#### [INSTRUCTIONS TO FOLLOW]
Please pick out and copy every row below that contains the word "foam". Letter case counts.

Begin SOURCE DATA

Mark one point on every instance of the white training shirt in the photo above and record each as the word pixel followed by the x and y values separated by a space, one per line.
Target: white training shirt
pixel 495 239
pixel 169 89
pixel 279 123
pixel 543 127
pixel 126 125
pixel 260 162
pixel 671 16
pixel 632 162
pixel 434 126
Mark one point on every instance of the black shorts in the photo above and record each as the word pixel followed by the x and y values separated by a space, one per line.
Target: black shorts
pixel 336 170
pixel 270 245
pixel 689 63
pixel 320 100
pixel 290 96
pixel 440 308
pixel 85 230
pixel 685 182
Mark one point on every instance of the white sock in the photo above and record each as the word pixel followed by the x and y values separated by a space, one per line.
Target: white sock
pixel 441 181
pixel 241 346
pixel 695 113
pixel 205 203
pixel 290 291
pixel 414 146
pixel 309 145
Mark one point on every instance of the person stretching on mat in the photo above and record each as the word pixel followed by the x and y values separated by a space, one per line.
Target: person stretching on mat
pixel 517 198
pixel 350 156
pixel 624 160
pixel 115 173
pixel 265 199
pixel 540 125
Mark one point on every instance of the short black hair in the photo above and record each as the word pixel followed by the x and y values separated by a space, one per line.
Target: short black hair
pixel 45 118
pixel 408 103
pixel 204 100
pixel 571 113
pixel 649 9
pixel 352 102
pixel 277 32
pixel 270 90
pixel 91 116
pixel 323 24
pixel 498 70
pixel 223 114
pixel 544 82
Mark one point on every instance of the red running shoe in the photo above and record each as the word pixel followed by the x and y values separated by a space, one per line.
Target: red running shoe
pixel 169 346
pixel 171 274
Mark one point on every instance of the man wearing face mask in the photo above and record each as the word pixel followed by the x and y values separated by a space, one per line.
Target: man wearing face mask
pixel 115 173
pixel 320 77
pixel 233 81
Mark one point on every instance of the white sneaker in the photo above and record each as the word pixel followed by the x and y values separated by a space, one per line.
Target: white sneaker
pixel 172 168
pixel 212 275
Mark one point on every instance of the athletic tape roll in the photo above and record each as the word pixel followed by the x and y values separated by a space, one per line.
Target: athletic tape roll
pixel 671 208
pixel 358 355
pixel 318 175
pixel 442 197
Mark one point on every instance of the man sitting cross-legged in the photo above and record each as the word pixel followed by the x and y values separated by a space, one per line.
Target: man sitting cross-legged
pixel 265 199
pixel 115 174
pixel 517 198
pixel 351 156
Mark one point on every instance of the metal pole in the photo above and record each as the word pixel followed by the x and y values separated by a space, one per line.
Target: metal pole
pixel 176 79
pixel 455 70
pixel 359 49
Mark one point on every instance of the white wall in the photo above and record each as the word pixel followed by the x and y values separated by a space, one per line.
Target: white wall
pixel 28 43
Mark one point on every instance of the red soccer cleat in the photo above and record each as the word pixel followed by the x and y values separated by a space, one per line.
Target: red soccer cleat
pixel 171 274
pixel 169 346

End SOURCE DATA
Begin SOURCE DATA

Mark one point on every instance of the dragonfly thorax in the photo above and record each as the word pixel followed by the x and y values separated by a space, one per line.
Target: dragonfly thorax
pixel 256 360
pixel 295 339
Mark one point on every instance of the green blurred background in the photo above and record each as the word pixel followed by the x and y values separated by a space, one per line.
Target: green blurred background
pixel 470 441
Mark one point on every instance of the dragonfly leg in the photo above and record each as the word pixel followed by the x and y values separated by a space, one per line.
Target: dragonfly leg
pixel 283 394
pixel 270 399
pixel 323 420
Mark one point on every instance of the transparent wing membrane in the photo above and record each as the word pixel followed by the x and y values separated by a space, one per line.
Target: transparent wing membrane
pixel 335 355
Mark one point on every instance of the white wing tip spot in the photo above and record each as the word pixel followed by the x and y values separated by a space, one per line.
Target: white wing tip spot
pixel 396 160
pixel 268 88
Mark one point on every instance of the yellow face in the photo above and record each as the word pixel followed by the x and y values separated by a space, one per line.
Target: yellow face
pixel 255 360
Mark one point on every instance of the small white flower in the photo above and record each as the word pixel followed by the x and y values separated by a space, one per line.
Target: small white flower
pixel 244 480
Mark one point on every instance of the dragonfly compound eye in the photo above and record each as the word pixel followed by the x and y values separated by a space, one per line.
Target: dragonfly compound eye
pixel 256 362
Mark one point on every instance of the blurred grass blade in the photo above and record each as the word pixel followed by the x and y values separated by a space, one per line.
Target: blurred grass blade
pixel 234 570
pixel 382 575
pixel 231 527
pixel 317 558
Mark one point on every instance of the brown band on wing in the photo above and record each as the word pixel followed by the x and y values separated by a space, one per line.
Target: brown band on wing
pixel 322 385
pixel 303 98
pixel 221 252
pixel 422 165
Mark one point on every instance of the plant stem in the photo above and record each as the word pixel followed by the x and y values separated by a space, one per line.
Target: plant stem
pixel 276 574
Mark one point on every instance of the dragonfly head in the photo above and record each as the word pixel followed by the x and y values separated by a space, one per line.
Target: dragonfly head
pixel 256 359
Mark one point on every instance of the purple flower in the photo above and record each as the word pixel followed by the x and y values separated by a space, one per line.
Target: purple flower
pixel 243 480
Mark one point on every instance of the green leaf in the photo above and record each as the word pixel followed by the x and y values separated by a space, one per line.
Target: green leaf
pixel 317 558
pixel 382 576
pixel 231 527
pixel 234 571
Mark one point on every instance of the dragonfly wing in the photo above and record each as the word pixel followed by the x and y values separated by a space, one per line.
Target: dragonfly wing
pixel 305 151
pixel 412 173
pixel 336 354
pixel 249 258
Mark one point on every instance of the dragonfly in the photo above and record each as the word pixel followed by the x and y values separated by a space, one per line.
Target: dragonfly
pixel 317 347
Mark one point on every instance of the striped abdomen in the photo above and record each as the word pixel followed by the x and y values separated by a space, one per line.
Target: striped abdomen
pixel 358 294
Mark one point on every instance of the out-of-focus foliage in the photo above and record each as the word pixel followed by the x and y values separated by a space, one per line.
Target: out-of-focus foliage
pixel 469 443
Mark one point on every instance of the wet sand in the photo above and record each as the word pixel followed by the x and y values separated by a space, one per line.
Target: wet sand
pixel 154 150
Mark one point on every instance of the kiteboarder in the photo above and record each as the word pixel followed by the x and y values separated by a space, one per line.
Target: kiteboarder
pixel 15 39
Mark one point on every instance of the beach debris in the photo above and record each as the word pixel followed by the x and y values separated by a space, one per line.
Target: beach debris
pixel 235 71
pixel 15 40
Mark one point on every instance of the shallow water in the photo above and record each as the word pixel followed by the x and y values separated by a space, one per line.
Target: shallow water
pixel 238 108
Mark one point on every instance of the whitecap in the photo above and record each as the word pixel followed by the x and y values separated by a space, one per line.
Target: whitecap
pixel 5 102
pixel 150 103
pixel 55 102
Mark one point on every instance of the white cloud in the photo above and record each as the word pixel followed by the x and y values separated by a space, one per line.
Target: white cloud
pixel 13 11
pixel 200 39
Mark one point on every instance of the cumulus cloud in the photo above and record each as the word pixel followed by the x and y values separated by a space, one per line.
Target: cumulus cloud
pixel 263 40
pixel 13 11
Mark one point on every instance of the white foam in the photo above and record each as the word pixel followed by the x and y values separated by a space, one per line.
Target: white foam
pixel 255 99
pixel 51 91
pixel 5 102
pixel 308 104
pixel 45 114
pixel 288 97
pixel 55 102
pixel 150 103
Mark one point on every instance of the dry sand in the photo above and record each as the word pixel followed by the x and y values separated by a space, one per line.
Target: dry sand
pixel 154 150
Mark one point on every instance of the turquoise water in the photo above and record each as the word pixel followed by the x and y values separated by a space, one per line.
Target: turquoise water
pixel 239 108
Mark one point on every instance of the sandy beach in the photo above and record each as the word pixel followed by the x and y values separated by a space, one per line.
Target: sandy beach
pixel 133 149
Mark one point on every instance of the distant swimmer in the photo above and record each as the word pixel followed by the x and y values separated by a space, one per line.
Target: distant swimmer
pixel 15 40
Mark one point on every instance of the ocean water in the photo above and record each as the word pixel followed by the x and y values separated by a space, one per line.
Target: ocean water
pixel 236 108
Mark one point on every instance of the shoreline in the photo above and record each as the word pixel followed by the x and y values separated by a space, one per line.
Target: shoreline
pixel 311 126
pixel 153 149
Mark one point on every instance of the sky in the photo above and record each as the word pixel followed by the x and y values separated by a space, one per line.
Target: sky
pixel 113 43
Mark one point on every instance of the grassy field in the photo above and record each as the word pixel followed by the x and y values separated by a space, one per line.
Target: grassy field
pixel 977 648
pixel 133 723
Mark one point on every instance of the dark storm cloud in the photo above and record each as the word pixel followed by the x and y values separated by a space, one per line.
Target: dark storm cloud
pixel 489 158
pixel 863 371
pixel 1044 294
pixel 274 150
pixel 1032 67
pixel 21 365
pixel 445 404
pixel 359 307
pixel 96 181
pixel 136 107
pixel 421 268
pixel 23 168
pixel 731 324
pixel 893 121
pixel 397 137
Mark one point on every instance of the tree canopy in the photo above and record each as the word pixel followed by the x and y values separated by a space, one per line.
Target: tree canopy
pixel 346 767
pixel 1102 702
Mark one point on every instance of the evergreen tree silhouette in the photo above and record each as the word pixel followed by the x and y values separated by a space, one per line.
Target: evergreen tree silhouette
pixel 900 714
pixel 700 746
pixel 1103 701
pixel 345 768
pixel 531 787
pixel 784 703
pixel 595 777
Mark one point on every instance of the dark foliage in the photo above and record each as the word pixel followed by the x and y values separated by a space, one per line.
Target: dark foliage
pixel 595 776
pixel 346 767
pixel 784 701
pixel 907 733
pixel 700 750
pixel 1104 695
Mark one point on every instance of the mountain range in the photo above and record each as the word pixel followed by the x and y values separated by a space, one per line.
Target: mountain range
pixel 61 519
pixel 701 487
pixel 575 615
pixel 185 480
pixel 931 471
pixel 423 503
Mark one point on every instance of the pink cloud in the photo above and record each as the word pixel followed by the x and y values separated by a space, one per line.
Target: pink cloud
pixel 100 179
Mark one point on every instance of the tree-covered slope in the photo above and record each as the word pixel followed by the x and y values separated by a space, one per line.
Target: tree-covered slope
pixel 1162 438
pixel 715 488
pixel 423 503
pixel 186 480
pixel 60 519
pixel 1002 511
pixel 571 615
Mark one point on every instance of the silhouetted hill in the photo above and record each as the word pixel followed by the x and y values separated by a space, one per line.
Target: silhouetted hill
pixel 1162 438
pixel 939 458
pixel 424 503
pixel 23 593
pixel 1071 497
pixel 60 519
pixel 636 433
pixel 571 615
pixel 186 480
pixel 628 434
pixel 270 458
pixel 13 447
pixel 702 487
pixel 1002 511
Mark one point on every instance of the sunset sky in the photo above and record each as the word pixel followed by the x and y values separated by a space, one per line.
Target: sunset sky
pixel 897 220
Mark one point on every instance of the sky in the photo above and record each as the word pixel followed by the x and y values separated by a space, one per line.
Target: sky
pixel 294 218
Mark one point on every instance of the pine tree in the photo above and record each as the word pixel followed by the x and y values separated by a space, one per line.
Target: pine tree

End SOURCE DATA

#### [TASK ANSWER]
Mark one point on every instance of the white foam in the photo above and record each as the word pixel followed by the x and y values separated by a space, one per line.
Target: white foam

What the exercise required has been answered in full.